Directive 1: Return every line in the records below that contains the word "green".

Selected text:
= = = = =

WW II Veteran Gets Comfy Recliner
Our installations team had a special delivery to make recently to Dunkirk Veteran Raymonde.
Her new lounge chair will be perfect for watching the blockbuster movie "Dunkirk" on, which is currently in the cinemas. Or perhaps for just putting her feet up at the end of a long day.
Raymonde pictured with Malcolm from Castle Comfort Centre |
What was life like back then?
When all the British and French soldiers were on the beaches, some 300,000 of them, and being bombed by German planes and having their ships torpedoed by submarines – it looked a desperate situation, cornered with nowhere to go. This is where the phrase Dunkirk Spirit comes from – the overcoming of overwhelming odds stacked against you.In her own words...
I was born in Dunkirk in 1927. My father Louis Defeyer met my mother Madeleine Provou and they became engaged to be married in 1913, unfortunately the war broke out in 1914 and father was conscripted to the front line so the wedding was postponed until he was granted leave.
Father was billeted on the Somme and Verdin and life went on!. A problem then arose because mother got pregnant and father could not get leave from the front to marry. My father worried that if he got killed my mother would have no pension and so his officer arranged for a priest to marry them by proxy.
Four years later demoralised and under nourished my father got leave from the Army and met his 4 year old daughter Marguerite for the first time. My parents had 9 children, 2 died in infancy and 2 of us remain, my dear sister Nicole who I am in regular contact with, is 80 years old.
As a child my schooling was basic and we all went to church regularly. My dad got a job working in the docks after the First World War, and mother had to help put food on the table by taking in sewing and patching our clothes to hand down, as there were no benefits to help my parents.

= = = = =

Record excerpts:
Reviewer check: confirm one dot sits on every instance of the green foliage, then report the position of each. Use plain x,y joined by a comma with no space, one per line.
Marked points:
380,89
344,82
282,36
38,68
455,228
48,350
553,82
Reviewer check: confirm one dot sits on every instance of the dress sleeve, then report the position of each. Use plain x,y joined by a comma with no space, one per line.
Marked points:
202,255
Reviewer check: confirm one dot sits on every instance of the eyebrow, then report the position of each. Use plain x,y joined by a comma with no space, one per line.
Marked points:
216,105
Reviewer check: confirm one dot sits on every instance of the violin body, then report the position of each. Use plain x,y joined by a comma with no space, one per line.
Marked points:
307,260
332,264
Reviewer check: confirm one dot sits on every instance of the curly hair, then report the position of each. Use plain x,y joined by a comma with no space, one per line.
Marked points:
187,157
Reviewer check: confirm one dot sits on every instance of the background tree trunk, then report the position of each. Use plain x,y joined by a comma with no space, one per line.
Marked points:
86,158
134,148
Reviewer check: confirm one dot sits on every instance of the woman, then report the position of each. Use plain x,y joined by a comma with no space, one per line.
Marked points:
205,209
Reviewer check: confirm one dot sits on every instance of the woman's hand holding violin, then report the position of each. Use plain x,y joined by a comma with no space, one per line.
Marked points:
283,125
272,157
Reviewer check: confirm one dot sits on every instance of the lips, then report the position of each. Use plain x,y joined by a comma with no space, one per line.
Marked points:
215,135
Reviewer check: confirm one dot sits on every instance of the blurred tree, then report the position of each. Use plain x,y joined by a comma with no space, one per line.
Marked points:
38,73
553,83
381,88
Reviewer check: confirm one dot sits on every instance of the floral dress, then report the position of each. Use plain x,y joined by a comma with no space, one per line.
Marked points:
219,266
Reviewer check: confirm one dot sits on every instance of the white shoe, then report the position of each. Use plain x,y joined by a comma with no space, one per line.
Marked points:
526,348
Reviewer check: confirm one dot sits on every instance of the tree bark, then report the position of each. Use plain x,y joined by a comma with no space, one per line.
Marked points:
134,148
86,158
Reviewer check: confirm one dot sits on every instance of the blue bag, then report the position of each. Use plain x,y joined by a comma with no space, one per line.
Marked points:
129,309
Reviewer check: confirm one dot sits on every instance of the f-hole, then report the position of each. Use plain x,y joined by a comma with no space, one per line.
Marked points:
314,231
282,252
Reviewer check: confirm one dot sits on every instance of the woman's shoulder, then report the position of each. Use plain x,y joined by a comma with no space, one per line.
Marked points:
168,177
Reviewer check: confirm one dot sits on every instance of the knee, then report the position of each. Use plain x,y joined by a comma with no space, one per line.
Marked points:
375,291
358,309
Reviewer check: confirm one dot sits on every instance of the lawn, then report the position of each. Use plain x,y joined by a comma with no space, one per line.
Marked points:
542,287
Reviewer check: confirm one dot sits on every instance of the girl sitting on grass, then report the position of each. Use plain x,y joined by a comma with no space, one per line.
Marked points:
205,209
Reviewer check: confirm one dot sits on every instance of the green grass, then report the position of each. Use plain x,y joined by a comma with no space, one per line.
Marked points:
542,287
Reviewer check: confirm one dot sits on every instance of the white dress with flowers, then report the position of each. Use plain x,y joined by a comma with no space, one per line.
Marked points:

= = = = =

Directive 2: From the Dunkirk veteran article above, quote verbatim the passage between "I was born in" and "80 years old.", inclusive.

Response 1:
Reviewer check: confirm one dot sits on every instance of the green foliage, then report the position of each. Use plain x,y joined by a comma with no space, one per line.
Reviewer check: confirm one dot sits on every instance of the green grass, then report the position of each. Use plain x,y joined by a comma with no space, one per line.

Response 2:
I was born in Dunkirk in 1927. My father Louis Defeyer met my mother Madeleine Provou and they became engaged to be married in 1913, unfortunately the war broke out in 1914 and father was conscripted to the front line so the wedding was postponed until he was granted leave.
Father was billeted on the Somme and Verdin and life went on!. A problem then arose because mother got pregnant and father could not get leave from the front to marry. My father worried that if he got killed my mother would have no pension and so his officer arranged for a priest to marry them by proxy.
Four years later demoralised and under nourished my father got leave from the Army and met his 4 year old daughter Marguerite for the first time. My parents had 9 children, 2 died in infancy and 2 of us remain, my dear sister Nicole who I am in regular contact with, is 80 years old.